_Quelle_
● ● ● ● ● ● ●

|
![](../../../layout_images/leer.gif) |
Helga Gandlhuber
Polnisches Know-how im Münchner
Nobelviertel
Osteuropäische Ein-Mann-Betriebe nutzen
ihre Chance
Lächelnd blickt sich Slawomir Ludwik
Kostrzewa um, begutachtet die glänzenden Wände, den
polierten Boden. Er sitzt in einem kleinen Bistro, mitten in der
Münchner Innenstadt. "Ich bin hier der zweite Chef", sagt er
stolz. Und der eigentliche Inhaber, Remi Campana, nickt. Denn der
47-jährige Kostrzewa hat in zwei Monaten aus der Baustelle ein
Bistro gemacht - sein bisher größter Auftrag. Der
Alleskönner ist Maler, Trockenbauer, Innenausstatter, Parkett-
und Bodenleger. Ein Chamäleon des Handwerks sozusagen. Sein
Auftraggeber scheint daran bei der Namensgebung des Bistros gedacht
zu haben: Cameleon heißt es, in der Schreibweise seiner
französischen Heimat. Kostrzewas Heimat ist Polen. Im
März 2004 zog er nach München und holte sich einen
Gewerbeschein - genau zu dem Zeitpunkt, ab dem das rechtlich
möglich war.

● ● ● ● ● ● ●

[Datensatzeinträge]

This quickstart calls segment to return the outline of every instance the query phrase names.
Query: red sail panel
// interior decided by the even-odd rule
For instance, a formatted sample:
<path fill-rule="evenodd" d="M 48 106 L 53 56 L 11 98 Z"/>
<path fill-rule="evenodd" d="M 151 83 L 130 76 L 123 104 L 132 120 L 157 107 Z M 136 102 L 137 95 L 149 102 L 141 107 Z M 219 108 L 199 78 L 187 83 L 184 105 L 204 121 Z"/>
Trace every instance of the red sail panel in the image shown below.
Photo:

● ● ● ● ● ● ●

_Übungsaufgaben_
1. Gib bitte alle Datensatzeinträge oben Zeile für Zeile unverändert wieder.
2. Schreib den Text über den polnischen Handwerker in München im Anschluss an seinen letzten Satz weiter.

_Antworten_
1.
This quickstart calls segment to return the outline of every instance the query phrase names.
Query: red sail panel
// interior decided by the even-odd rule
For instance, a formatted sample:
<path fill-rule="evenodd" d="M 48 106 L 53 56 L 11 98 Z"/>
<path fill-rule="evenodd" d="M 151 83 L 130 76 L 123 104 L 132 120 L 157 107 Z M 136 102 L 137 95 L 149 102 L 141 107 Z M 219 108 L 199 78 L 187 83 L 184 105 L 204 121 Z"/>
Trace every instance of the red sail panel in the image shown below.
Photo:

2.
Zwei Entwicklungen entfachten damals ein
Gründungsfieber. Durch die Änderung des Handwerksrechts
entfiel in 53 von 94 Berufen der Meisterzwang. Fliesenleger,
Gebäudereiniger, Raumausstatter - jeder kann seitdem in diesen
und anderen zulassungsfreien Sparten ein Unternehmen gründen.
Außerdem dürfen Polen, Tschechen und andere
Osteuropäer nach der EU-Osterweiterung in Deutschland leben
und arbeiten. Die Jobsuche auf dem freien Markt hat die
Bundesregierung wegen der hohen Arbeitslosigkeit verboten. Doch
Selbstständigkeit ist erlaubt.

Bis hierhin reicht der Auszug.